***** RECORDS TO PROCESS

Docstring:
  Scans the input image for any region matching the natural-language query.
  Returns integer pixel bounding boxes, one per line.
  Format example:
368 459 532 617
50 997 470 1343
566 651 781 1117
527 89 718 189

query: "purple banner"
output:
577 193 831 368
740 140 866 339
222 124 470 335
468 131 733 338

**********

§ EXERCISE DIRECTIONS
Please rewrite all the lines of the records above, requests included, scaling every bounding box coordinate in the answers by 2.5 and rounding each result to a whole number, with halves rounded up. Leave all other numbers unchanged.

§ COMPLETE OUTPUT
Docstring:
  Scans the input image for any region matching the natural-language query.
  Returns integer pixel bounding boxes, one per line.
  Format example:
368 459 532 617
50 997 470 1343
566 651 781 1117
527 89 718 189

query: "purple banner"
output:
1443 483 2078 920
1850 350 2165 848
555 310 1175 838
1170 328 1833 845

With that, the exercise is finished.